- [Task to complete]: Retype all the entries word for word, but omit the pictures.

- [Material provided]:

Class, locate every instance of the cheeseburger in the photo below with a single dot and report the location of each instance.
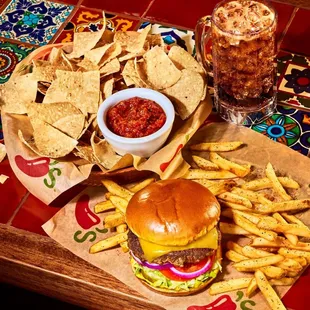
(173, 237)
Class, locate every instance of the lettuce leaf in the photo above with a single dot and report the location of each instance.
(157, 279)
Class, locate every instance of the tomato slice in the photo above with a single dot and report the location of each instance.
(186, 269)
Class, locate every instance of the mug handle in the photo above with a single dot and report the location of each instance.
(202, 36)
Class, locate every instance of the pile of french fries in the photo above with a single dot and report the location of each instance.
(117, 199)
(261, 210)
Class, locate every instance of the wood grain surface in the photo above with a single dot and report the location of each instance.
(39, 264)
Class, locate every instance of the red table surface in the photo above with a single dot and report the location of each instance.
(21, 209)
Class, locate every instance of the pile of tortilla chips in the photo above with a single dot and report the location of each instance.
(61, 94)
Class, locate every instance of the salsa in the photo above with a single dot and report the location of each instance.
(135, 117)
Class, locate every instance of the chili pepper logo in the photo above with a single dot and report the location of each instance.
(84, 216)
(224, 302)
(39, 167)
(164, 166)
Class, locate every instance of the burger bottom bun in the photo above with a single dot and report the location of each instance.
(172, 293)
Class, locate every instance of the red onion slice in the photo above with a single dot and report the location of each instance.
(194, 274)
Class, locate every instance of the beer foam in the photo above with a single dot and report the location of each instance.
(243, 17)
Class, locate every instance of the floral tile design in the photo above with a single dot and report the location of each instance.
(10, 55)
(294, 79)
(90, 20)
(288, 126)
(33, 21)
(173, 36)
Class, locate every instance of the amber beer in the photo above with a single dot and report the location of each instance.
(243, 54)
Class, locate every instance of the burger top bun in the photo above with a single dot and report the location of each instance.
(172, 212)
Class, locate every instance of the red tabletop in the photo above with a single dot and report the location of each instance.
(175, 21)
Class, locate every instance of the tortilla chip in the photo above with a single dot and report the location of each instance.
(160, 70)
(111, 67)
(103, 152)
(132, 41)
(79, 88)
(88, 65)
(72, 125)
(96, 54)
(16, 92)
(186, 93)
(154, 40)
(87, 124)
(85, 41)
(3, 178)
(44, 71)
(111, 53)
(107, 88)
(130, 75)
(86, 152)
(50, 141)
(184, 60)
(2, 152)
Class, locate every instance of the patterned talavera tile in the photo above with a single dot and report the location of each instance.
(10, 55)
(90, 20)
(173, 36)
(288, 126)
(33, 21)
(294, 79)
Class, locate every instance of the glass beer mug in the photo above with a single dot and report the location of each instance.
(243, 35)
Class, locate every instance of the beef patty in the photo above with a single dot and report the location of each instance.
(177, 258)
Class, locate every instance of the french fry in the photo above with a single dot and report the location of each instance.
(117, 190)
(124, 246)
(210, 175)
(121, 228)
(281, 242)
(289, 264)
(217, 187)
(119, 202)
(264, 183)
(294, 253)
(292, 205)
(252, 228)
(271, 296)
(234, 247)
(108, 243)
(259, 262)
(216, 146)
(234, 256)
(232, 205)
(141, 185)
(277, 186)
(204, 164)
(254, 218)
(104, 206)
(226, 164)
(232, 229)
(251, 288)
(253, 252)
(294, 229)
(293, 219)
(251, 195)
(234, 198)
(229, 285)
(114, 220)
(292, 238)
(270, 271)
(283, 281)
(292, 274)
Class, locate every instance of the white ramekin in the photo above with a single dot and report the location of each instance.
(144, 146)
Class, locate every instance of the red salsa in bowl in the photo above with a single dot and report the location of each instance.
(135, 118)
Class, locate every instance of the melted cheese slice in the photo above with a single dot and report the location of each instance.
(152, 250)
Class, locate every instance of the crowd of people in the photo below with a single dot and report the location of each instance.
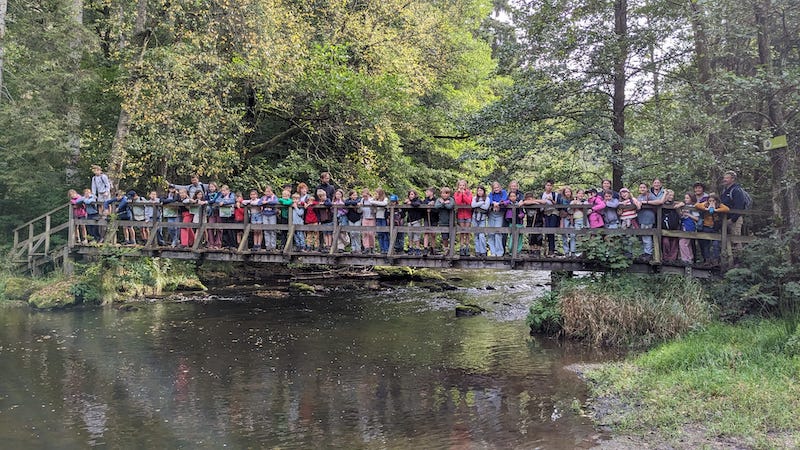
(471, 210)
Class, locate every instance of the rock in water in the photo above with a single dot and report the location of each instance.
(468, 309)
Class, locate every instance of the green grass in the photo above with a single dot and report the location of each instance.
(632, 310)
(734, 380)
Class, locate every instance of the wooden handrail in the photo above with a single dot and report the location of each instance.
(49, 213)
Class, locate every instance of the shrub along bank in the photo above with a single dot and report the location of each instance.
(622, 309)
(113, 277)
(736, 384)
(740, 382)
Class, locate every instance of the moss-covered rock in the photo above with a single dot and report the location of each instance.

- [Task result]:
Class, locate every instance of the cheeseburger in the photo below with a single dot and report the location of each instance.
(173, 237)
Class, locate every instance of the lettuce leaf in the photo above with a single dot and report the location of each instance.
(157, 279)
Class, locate every instance of the tomato slice in the photo above with a single dot and report the location of each instance.
(186, 269)
Class, locate every instance of the mug handle in the photo above with a single dot and report the location of each instance.
(202, 36)
Class, locate every instance of the pile of french fries in the photo above with a single dot and report the location of each instance.
(117, 199)
(261, 210)
Class, locate every instance of the wood grain surface in the photo above with a single dot and report the location of each instance.
(39, 264)
Class, locate every instance of the red table surface in the photo above with a single dot and report the location of each instance.
(21, 209)
Class, locate every instance of the pile of tortilla chips in the photo above with a single dot and report the location of each instance.
(61, 94)
Class, locate every instance of the salsa in the photo above with a single dot and report the location of each instance.
(135, 117)
Class, locate every instance of the chili pepper logo in the photo above with a single dot and report the location of each instance.
(84, 216)
(224, 302)
(39, 167)
(164, 166)
Class, locate every instance of the burger bottom bun in the photo above with a single dot and report the location of each instance.
(172, 293)
Class, locate every instance of the red onion slice in the photo above with a single dot and report the location of each instance.
(194, 274)
Class, locate every instance of the beer foam in the photo above with a single dot and report the location of each instance.
(243, 17)
Class, locate every instance of the floral tile design in the photo above with a single dot and report the location of each instance.
(10, 55)
(294, 79)
(90, 20)
(288, 126)
(33, 21)
(173, 36)
Class, locate every instance of the amber beer in the photo above with a single dot and report the location of each instance.
(243, 54)
Class, locate every instance of the burger top bun in the photo above with a single dot and report the location of each instance.
(172, 212)
Class, locate every instance of the red tabletop in the photo above with a single dot and report the location of each instance.
(175, 21)
Class, locate every instance of the tortilla chip in the photo above with a single dot and report the location of each instance.
(160, 70)
(111, 67)
(103, 152)
(132, 41)
(79, 88)
(88, 65)
(72, 125)
(96, 54)
(16, 92)
(186, 93)
(154, 40)
(87, 124)
(85, 41)
(3, 178)
(44, 71)
(111, 53)
(107, 88)
(130, 75)
(86, 152)
(50, 141)
(184, 60)
(2, 152)
Class, locate every instance of the patterned talavera tile in the photo above with a single dot and report the location of each instance.
(10, 55)
(90, 20)
(173, 36)
(288, 126)
(33, 21)
(294, 79)
Class, locate every instance of the glass beer mug in the photo above with a single dot and report the location of each instance.
(243, 35)
Class, locate every instance of the beef patty in the photo above with a single dot and report the location of each instance.
(177, 258)
Class, locate every instance of the french fry in the photo above with a single dot and report the location of each instance.
(117, 190)
(124, 246)
(210, 175)
(121, 228)
(281, 242)
(289, 264)
(217, 187)
(119, 202)
(264, 183)
(294, 253)
(292, 205)
(252, 228)
(271, 296)
(234, 247)
(108, 243)
(259, 262)
(216, 146)
(234, 256)
(232, 205)
(141, 185)
(277, 186)
(204, 164)
(254, 218)
(104, 206)
(226, 164)
(232, 229)
(251, 288)
(253, 252)
(294, 229)
(293, 219)
(251, 195)
(234, 198)
(229, 285)
(114, 220)
(292, 238)
(270, 271)
(283, 281)
(292, 274)
Class, locate every instance of the white ramekin in the photo above with a single dot and report the location of each instance.
(144, 146)
Class, locate every instance of the red salsa in bowl in the photo above with a single dot and report the location of each instance.
(135, 118)
Class, locate every instance of the melted cheese slice in the photo above with a single dot and report the location of each instance.
(152, 250)
Class, locate every instance of the crowd of people in the photo below with a single dot and report the location of each instance.
(471, 210)
Class, locate every instance of the rock in water in the photo above with a single dot and report the location of each instance.
(468, 309)
Class, locate every instance of the green grass in the photo above with a single dot and report the location of each instance.
(632, 310)
(734, 380)
Class, locate every instance of the wooden handrail in the photo above with a single dot and report the location of each instance.
(49, 213)
Class, locate every instance of the shrub along bank in the photo above with a single dot and report the location of each instance.
(622, 309)
(113, 277)
(736, 384)
(740, 382)
Class, locate every instance of the moss-covered rock in the photo above with a single dot and report the location of each instance.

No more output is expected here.